• _Problem details_
In the article on the band Union of the Dead, on which street was the house where the band played the St. Patrick's Day backyard party?

• _Supplied passage_
================

Be true to your school
Union of the Dead delivers potent punk spirit to Chico
My first contact with local band Union of the Dead came on St Patrick’s Day about three years back. They were playing a backyard party at a corner house on Warner Street during an evening that was a melee of chaos and confusion. I remember people milling about and an impromptu mosh pit in the leaf-strewn mud bowl that butted up to the rickety wooden stage. But what stands out most about that event was an energetic, fledgling punk band that was just cutting its teeth playing one of its first live shows. Since that fateful party, Union of the Dead has come a long way.
To say punk rock is just a genre of music is to oversimplify. The general consensus among those in the know is that it is more of a lifestyle, an ethos, if you will. From the mohawked gutter-punks bedecked in spiked chains and tattered Chuck Taylor All-Star sneakers—throwbacks to the neon-and-leather anti-cool of the Sex Pistols invasion—to the vegan, straightedge skinheads of the Dischord, Ian Mckaye neo-political movement, factions of punk have become disparate.
The trio UOD has grown from just another nameless face on the punk scene to a recognizable force in the Northstate music arena. Gerardo, Cliff and Fred (no last names needed, thanks), have converted naysayers with a well-practiced, tightly wound barrage of punk-tinged rock and screaming vocals.
Stocky vocalist Cliff tends to smile a bit too much for a punk band front man. He doesn’t brood, as has become fashionable for singers these days. He enjoys explaining how punk has come such a long way and how he tries to shape his music in a way that is punk in attitude and rock ‘n’ roll in soul. These guys will be the first to tell you that punk rock is clichéd and doomed to burn out on its own nihilistic conflagrations.
“I heard it said somewhere that rock ‘n’ roll is music you can dance to, so we’re trying to bring that back to punk,” asserts Fred, hard-pounding drummer and anchor for the band. Since the conception of the band a few years back, the members have proudly gone about doing just that.
“We met from going to a lot of live shows in the Bay Area together,” Cliff says. “At first, when we decided to start the band, we wanted a distinct style, something between The Misfits and Rocket From the Crypt. Then it developed into our own thing from there.”
“We were going to these shows together,” continues Fred, finishing his band mate’s thought, “and seeing what was out there and finding it uninteresting, and then wanting to do it out own way. Our music became a product of that.”
Guitarist Gerardo, who looks every bit the greasy punk model with his jet-black hair slicked back, explains that the formula is simple: “The Beatles played three chords, Green Day plays three chords. They know how to write songs. That’s it.”
His jump from the Beatles to Green Day is a bit much, but is the comparison that far off? At first glance, the Beatles were a threat to the good old-fashioned American values we held dear then, with their long hair and innuendo-laden lyrics. Elvis, too, shook his hips so much they were forced to show him from the waist up only on The Ed Sullivan Show.

================

• _Data extracts_
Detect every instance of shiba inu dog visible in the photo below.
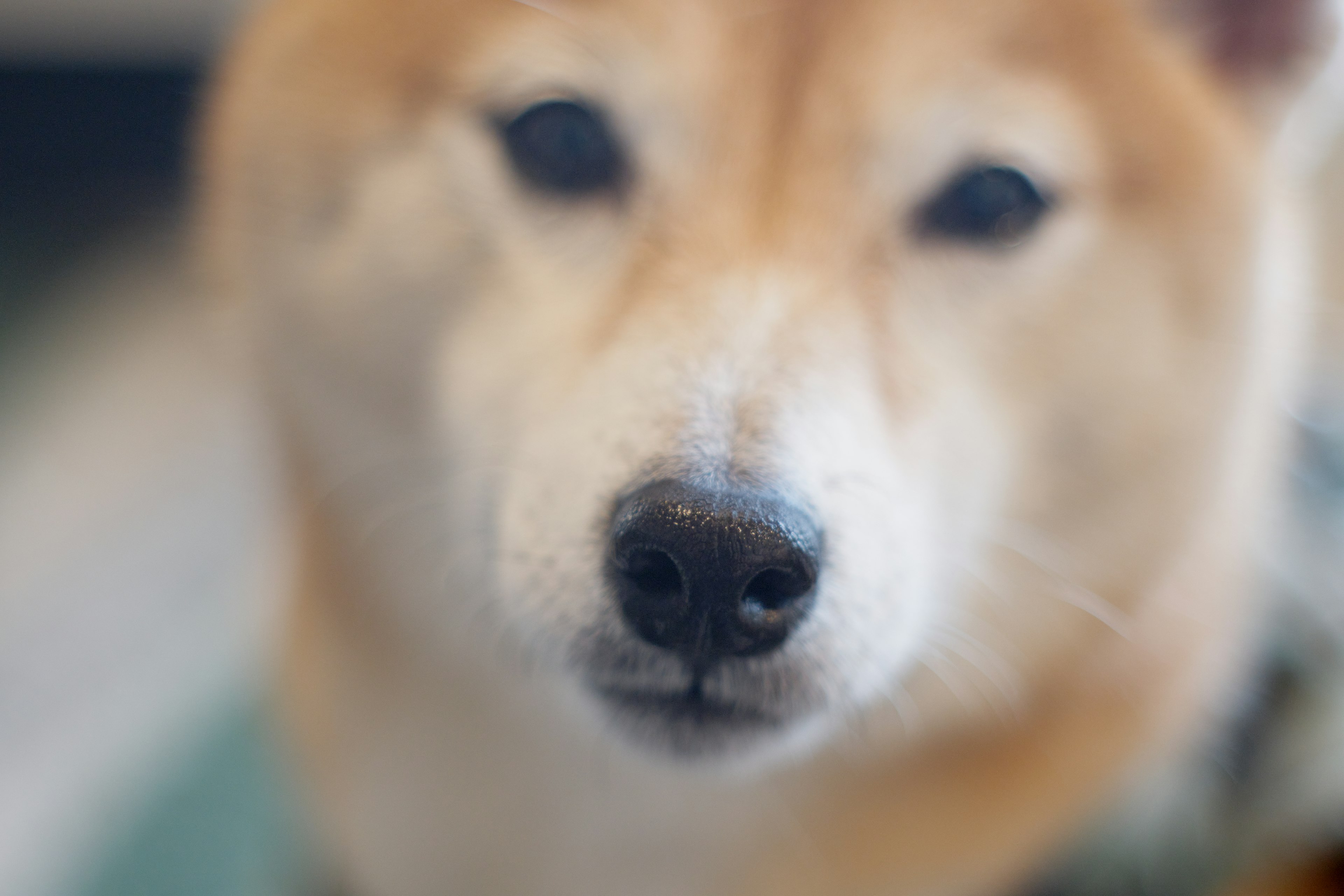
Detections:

================

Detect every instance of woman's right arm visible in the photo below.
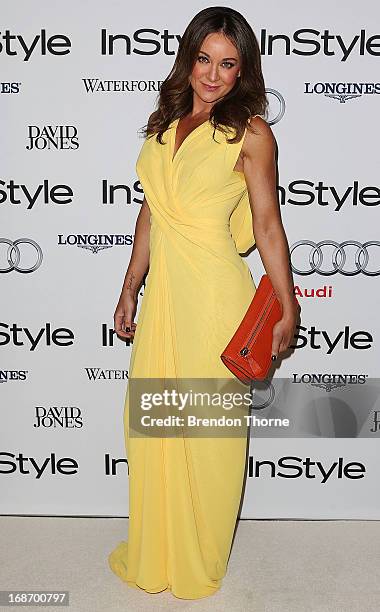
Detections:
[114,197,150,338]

================

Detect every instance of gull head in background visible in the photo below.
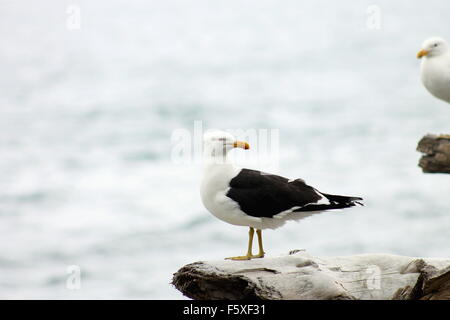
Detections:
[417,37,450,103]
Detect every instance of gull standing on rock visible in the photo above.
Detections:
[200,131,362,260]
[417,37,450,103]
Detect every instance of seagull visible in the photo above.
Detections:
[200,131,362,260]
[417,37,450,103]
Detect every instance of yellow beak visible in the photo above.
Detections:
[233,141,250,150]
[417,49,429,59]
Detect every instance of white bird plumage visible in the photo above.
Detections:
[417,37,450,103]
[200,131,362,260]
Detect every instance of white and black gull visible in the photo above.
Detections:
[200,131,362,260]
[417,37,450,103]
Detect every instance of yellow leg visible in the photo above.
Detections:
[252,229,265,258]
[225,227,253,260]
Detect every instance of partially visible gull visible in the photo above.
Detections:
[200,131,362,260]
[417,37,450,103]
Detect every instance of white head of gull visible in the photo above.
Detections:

================

• _Response_
Warner Street